*EXERCISE REQUIREMENTS*. Repeat the data below in full and exactly.

[Items from a data source]
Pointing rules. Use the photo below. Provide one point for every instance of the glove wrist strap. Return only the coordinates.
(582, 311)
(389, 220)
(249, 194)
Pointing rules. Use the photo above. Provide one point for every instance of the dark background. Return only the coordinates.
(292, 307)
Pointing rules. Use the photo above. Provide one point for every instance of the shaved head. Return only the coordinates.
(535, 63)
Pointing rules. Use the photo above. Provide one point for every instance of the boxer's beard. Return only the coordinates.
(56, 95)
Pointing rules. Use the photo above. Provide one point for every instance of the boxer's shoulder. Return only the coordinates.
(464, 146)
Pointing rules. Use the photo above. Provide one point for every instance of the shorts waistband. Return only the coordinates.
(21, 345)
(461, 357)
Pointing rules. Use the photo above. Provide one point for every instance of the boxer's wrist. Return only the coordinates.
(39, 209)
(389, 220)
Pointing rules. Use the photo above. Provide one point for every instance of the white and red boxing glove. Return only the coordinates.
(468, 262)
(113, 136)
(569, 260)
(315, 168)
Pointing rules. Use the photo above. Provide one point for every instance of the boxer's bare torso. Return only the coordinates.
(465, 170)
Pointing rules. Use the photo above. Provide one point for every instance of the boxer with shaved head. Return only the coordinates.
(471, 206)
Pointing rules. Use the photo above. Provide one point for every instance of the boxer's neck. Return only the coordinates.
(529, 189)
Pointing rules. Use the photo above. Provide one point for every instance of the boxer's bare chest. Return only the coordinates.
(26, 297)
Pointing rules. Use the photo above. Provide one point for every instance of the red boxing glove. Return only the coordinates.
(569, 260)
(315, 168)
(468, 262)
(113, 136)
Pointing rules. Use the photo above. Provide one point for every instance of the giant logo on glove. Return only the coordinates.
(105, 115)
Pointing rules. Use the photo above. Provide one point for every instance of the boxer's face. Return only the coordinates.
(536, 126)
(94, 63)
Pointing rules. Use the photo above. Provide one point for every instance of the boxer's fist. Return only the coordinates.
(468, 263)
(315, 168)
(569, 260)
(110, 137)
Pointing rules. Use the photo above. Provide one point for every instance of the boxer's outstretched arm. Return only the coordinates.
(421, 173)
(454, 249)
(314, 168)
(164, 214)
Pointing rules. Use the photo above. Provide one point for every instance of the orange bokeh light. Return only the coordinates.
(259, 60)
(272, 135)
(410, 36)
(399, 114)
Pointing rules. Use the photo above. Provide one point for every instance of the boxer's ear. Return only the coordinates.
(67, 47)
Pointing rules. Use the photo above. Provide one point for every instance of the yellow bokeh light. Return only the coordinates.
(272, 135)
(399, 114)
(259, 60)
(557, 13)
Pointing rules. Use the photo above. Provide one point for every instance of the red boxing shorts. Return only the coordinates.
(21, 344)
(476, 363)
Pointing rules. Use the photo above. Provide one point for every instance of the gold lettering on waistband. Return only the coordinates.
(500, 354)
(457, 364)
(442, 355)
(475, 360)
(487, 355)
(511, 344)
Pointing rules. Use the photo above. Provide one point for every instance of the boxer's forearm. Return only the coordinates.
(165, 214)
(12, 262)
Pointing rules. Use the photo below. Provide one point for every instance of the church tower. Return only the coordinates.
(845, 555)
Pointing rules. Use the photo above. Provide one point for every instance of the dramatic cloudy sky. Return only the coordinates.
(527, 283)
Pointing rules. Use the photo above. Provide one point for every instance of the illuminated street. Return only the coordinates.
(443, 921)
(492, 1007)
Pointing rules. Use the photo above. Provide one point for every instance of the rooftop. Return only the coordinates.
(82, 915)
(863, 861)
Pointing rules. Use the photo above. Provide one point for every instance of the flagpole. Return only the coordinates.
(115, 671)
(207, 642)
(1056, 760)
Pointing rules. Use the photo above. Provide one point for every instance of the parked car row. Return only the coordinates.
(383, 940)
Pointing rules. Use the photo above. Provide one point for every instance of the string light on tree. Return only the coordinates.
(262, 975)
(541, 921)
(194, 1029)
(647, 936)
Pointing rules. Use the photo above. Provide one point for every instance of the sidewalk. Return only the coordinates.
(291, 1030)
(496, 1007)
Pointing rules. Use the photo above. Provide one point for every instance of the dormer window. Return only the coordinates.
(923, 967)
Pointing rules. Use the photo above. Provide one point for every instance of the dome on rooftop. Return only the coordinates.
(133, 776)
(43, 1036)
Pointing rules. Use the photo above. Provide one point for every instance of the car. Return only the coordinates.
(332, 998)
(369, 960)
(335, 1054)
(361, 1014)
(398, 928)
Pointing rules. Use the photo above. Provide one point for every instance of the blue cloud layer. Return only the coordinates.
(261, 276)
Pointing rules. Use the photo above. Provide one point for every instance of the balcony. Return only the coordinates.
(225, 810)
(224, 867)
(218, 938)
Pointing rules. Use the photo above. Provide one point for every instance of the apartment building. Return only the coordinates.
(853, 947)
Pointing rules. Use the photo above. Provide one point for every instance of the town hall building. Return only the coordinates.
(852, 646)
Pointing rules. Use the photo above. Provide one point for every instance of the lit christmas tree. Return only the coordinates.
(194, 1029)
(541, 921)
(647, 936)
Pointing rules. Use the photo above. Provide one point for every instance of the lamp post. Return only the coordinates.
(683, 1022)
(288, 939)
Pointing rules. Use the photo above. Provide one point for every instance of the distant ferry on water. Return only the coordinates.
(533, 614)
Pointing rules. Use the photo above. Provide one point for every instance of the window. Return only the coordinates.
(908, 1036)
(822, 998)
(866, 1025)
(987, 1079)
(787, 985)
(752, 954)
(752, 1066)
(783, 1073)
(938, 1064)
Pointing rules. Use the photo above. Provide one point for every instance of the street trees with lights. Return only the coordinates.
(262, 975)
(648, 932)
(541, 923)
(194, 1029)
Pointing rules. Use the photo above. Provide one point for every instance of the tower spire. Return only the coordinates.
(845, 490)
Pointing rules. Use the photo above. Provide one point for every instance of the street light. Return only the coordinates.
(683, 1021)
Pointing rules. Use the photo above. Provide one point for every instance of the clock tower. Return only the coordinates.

*OUTPUT OF THE EXERCISE*.
Pointing rules. Use the photo below. Provide one point for every instance of the glove wrist strap. Return only the coordinates.
(582, 311)
(389, 220)
(249, 194)
Pointing rules. Use the photo above. Provide one point for every instance of the dark background. Return only the coordinates.
(292, 307)
Pointing rules. Use the photo above. Provide one point for every instance of the shaved head. Return only the coordinates.
(535, 63)
Pointing rules. Use the photo above. Provide one point for every instance of the boxer's beard. Return only the coordinates.
(56, 95)
Pointing rules. Use the photo above. Provide one point for every instance of the boxer's shoulder. Return only the coordinates.
(464, 146)
Pointing rules. Use the photo above. Provide one point for every instance of the shorts waistband. Return only the coordinates.
(21, 345)
(461, 357)
Pointing rules. Use the photo above. Provide one point for every instance of the boxer's wrist. Return only the coordinates.
(39, 209)
(389, 220)
Pointing rules. Use the photo above. Provide one point for every instance of the white and red boxing glove. Return only the coordinates.
(468, 262)
(113, 136)
(569, 260)
(315, 168)
Pointing rules. Use the photo above. Provide one point for every instance of the boxer's bare torso. Return only the coordinates.
(465, 170)
Pointing rules. Use the photo above. Provide one point for every instance of the boxer with shaved head. Return only the coordinates.
(471, 206)
Pointing rules. Use the photo above. Provide one point for every instance of the boxer's neck. Return only the coordinates.
(529, 189)
Pointing rules. Use the photo above. Provide one point for every instance of the boxer's bare chest. Return only the coordinates.
(26, 297)
Pointing rules. Use the photo above. Provide one point for every instance of the red boxing glove. Return only the coordinates.
(569, 260)
(315, 168)
(468, 262)
(113, 136)
Pointing rules. Use the photo above. Provide one point for every instance of the giant logo on glove. Return only the coordinates.
(105, 115)
Pointing rules. Use the photo above. Provide one point for every instance of the boxer's face. Return only the coordinates.
(536, 126)
(94, 63)
Pointing rules. Use the photo above. Provide one point for every instance of the boxer's fist. Return only the coordinates.
(468, 263)
(315, 168)
(569, 260)
(110, 137)
Pointing rules. Use the photo above. Provide one point for every instance of the boxer's outstretched arm. Return only the coordinates.
(421, 173)
(454, 249)
(314, 168)
(164, 214)
Pointing rules. Use the photo above. Provide one point for every instance of the orange bokeh light. Return only the coordinates.
(259, 60)
(272, 135)
(410, 36)
(399, 114)
Pointing rules. Use the photo above. Provide one point for every instance of the boxer's ear. Return only the coordinates.
(67, 47)
Pointing rules. Use the photo above. Provide one point for every instance of the yellow bokeh light. Return only the coordinates.
(272, 135)
(399, 114)
(259, 60)
(557, 13)
Pointing rules. Use the photo above. Provide one point for every instance of the red boxing shorts. Return only the coordinates.
(21, 344)
(476, 363)
Pointing rules. Use the photo above. Provide one point for every instance of the gold lettering on waistband. Return only the coordinates.
(500, 354)
(457, 364)
(442, 355)
(475, 360)
(487, 355)
(511, 344)
Pointing rules. Use the photo above. Provide one point for every instance of the boxer's forearm. Return only the coordinates.
(165, 214)
(12, 262)
Pointing rules. Use the photo below. Provide one point for every instance of the church tower. Return only the coordinates.
(845, 555)
Pointing rules. Use the photo above. Provide one point for every instance of the dramatic cloudy sky. Return only the coordinates.
(527, 283)
Pointing rules. Use the photo above. Provide one point for every instance of the illuminated street. Return only the coordinates.
(443, 921)
(492, 1007)
Pointing rules. Use the photo above. Provide one point for every instance of the rooftop. Return only the coordinates.
(82, 915)
(863, 861)
Pointing rules. Use the photo above. Provide one point for every instance of the flagpole. Return only the coordinates.
(115, 671)
(207, 642)
(1056, 760)
Pointing rules. Use the photo above. Provide one point for every instance of the parked car row. Return only the coordinates.
(383, 940)
Pointing rules. Use the photo above. Provide one point for every instance of the string light on tree. Return only the coordinates.
(262, 975)
(541, 921)
(194, 1029)
(647, 936)
Pointing rules. Use the photo above. Provide one point for every instance of the sidewalk. Return only the coordinates.
(291, 1030)
(496, 1007)
Pointing rules. Use the photo above. Provide one point for every instance of the dormer window. Return only the coordinates.
(923, 967)
Pointing rules. Use the photo above. Provide one point for every instance of the dome on rooftop. Return only the coordinates.
(133, 776)
(43, 1036)
Pointing rules. Use the photo above. Provide one point for every instance of the car. Return only the coordinates.
(332, 998)
(369, 960)
(335, 1054)
(361, 1014)
(398, 928)
Pointing rules. Use the photo above. Provide one point for every instance of the blue cloud layer. Return only the coordinates.
(261, 276)
Pointing rules. Use the photo above. Provide one point for every instance of the balcony. Return only the coordinates.
(225, 810)
(224, 867)
(218, 938)
Pointing rules. Use the photo above. Provide one point for every instance of the apartment building. Return only the coordinates.
(853, 947)
Pointing rules. Use the photo above. Provide one point for every instance of the town hall building. Return only the coordinates.
(852, 646)
Pointing rules. Use the photo above. Provide one point for every instance of the lit christmas tree. Return only the coordinates.
(194, 1029)
(541, 921)
(647, 936)
Pointing rules. Use the photo above. Provide one point for every instance of the lamp post. Return only the coordinates.
(683, 1022)
(288, 939)
Pointing rules. Use the photo above. Provide one point for every instance of the distant ferry on water. Return only the coordinates.
(533, 614)
Pointing rules. Use the photo above. Provide one point for every instance of the window. Return only the coordinates.
(908, 1036)
(822, 998)
(866, 1025)
(987, 1079)
(787, 985)
(752, 954)
(752, 1066)
(783, 1073)
(938, 1064)
Pointing rules. Use the photo above. Provide one point for every instance of the street trees with lights. Return only the coordinates.
(262, 975)
(648, 932)
(541, 923)
(194, 1029)
Pointing rules. Use the photo above. Provide one point for every instance of the tower spire. Return only the coordinates.
(845, 490)
Pointing rules. Use the photo above. Provide one point for every instance of the street light. Return only the coordinates.
(683, 1021)
Pointing rules. Use the photo above. Provide one point for every instance of the clock tower. Return only the coordinates.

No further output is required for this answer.